Het EU-actieplan voorziet in vier doelstellingen. Allereerst beschrijft het actieplan
voorstellen om marktdeelnemers en instellingen voor cultureel erfgoed in staat te
stellen om bij te dragen aan de preventie en opsporing van strafbare feiten, het bevorderen
van gericht toezicht en het bevorderen van kennis over het fenomeen en de daarmee
samenhangende criminaliteit. De Commissie zal bijvoorbeeld de United Nations Educational, Scientific, and Cultural Organization (UNESCO) ondersteunen bij de (al gestarte) dialoog met de kunsthandel en door de
ethische code voor musea van de International Council of Museums (ICOM) te bevorderen, naast kennisuitwisseling en samenwerking tussen veldpartijen
en autoriteiten. Ten tweede het versterken van de rechtshandhavings- en justitiële
capaciteiten. Het betreft niet de mogelijkheden om op tactisch niveau politieel of
justitieel samen te werken, maar de mogelijkheden om op strategisch niveau samenwerking
te bevorderen, door uitwisselen van kennis en deskundigheid. Ten derde worden voorstellen
gedaan om internationale samenwerking te verbeteren. Kenmerk van de illegale handel
in cultuurgoederen is het grensoverschrijdend aspect. Deze handel vindt zowel plaats
binnen de EU als daarbuiten. Zo zal de Commissie in samenwerking met de Europese Dienst
voor Extern Optreden (EDEO) zich inzetten voor de bescherming van Oekraïense cultuurgoederen
tegen vernietiging en onderzoek naar witwassen uitbreiden naar Azië en Latijns-Amerika.
Tenslotte, richt het EU-actieplan zich op het verwerven van steun van andere belangrijke
actoren om cultuurgoederen tegen criminaliteit te beschermen. Een belangrijk aspect
daarbij is de publieke bewustwording van de bestrijding van de illegale handel in
cultuurgoederen. Ondersteuning van derde partijen om het publiek te informeren, met
een nadruk op jongeren, is daarbij belangrijk. Voorbeelden daarvan zijn het opstellen
van een handboek voor journalisten door UNESCO, het steunen van jongereninitiatieven
vanuit Creative Europe en Erasmus+ en activiteiten vanuit de ICOM.
3. Nederlandse positie ten aanzien van het voorstel
a) Essentie Nederlands beleid op dit terrein
Nederland draagt actief bij om de internationale samenwerking in de aanpak van de
illegale handel in cultuurgoederen te bevorderen, ook vanuit de verplichtingen die
voortvloeien uit EU- en UNESCO-regelgeving. Zo heeft Nederland het voortouw bij de
uitvoering van de zogenaamde Pandora-acties1 en is Nederland actief in Cultnet2. Daarnaast is het kabinet voorstander van de versterking van de aanpak gericht op
preventie en internationale samenwerking, door middel van informatie en kennisuitwisseling,
evidence based onderzoek en deskundigheidsbevordering.

[Gegevens voor het labelen van locaties]
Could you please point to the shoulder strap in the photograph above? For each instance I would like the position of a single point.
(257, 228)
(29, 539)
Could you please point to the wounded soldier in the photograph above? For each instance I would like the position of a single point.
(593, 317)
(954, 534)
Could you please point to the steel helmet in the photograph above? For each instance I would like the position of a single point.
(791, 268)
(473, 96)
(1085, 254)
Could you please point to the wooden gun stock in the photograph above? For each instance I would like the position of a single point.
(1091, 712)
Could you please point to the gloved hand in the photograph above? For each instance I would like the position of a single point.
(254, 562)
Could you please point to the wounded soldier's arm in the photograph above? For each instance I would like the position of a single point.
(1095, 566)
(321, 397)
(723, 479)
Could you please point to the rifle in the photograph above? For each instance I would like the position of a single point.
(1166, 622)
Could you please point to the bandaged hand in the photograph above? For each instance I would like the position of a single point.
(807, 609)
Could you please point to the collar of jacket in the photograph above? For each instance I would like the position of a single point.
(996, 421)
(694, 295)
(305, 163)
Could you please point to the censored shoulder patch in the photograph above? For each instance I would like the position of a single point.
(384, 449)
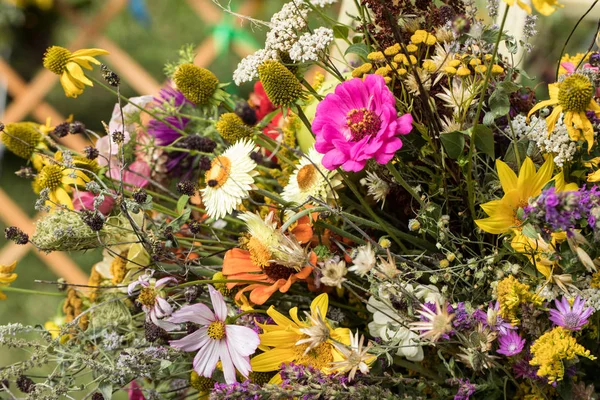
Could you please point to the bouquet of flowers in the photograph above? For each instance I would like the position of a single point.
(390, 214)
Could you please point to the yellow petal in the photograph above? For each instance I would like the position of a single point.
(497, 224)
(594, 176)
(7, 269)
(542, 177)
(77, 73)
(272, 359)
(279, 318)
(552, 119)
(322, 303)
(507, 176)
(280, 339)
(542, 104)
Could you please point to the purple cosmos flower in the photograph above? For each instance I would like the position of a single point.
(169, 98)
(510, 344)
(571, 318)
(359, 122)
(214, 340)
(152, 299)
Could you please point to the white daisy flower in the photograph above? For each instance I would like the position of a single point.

**Te nemen stappen:**
(a) Geef uit de tekst over het EU-actieplan het stuk van "Tenslotte, richt het" tot en met "vanuit de ICOM." letterlijk opnieuw weer.
(b) Stemmen deze uitspraken overeen met de tekst over het EU-actieplan? Antwoord per uitspraak met ja of nee en citeer de woorden uit de tekst die de doorslag geven. (i) De Commissie breidt samen met de EDEO het onderzoek naar witwassen uit naar Azië en Latijns-Amerika. (ii) De tweede doelstelling gaat over politiële en justitiële samenwerking op tactisch niveau. (iii) Bij het informeren van het publiek ligt de nadruk op ouderen.
(c) Schrijf de tekst over het EU-actieplan verder, te beginnen na de laatste zin.

**Gegeven antwoorden:**
(a)
Tenslotte, richt het EU-actieplan zich op het verwerven van steun van andere belangrijke
actoren om cultuurgoederen tegen criminaliteit te beschermen. Een belangrijk aspect
daarbij is de publieke bewustwording van de bestrijding van de illegale handel in
cultuurgoederen. Ondersteuning van derde partijen om het publiek te informeren, met
een nadruk op jongeren, is daarbij belangrijk. Voorbeelden daarvan zijn het opstellen
van een handboek voor journalisten door UNESCO, het steunen van jongereninitiatieven
vanuit Creative Europe en Erasmus+ en activiteiten vanuit de ICOM.

(b)
(i) Ja: "Zo zal de Commissie in samenwerking met de Europese Dienst voor Extern Optreden (EDEO) zich inzetten voor de bescherming van Oekraïense cultuurgoederen tegen vernietiging en onderzoek naar witwassen uitbreiden naar Azië en Latijns-Amerika."
(ii) Nee: "Het betreft niet de mogelijkheden om op tactisch niveau politieel of justitieel samen te werken"
(iii) Nee: "met een nadruk op jongeren"

(c)
Sinds 2012 zet Nederland in de vierhoek Inspectie Overheidsinformatie en Erfgoed,
Douane, Politie en Openbaar Ministerie al in op de verbetering van de werking van
de toezichts- en handhavingsketen, waardoor samenwerking, kennisoverdracht en deskundigheidsbevordering
efficiënter en effectiever kan plaatsvinden. Binnen het Landelijk Parket van het OM
is een officier van justitie aangewezen die de aanpak van kunstcriminaliteit, waaronder
de bestrijding van de illegale handel in cultuurgoederen wordt begrepen, als aandachtspunt
heeft. Naast de expertise en intelligence functie beheert de politie (bij de groep
Kunst- en Antiekcriminaliteit bij de Dienst Landelijke Informatie Organisatie), een
nationale database van in Nederland gestolen voorwerpen. De gegevens worden aangeleverd
aan de database van Interpol, waar deze informatie publiekstoegankelijk is. Voorts
worden thans stappen gezet om het Digitaal Opkopersregister ook voor kunst- en cultureel
erfgoed voorwerpen te verplichten. De Inspectie Overheidsinformatie en Erfgoed en
Douane werken al geruime tijd samen bij de invoer en uitvoer van cultuurgoederen.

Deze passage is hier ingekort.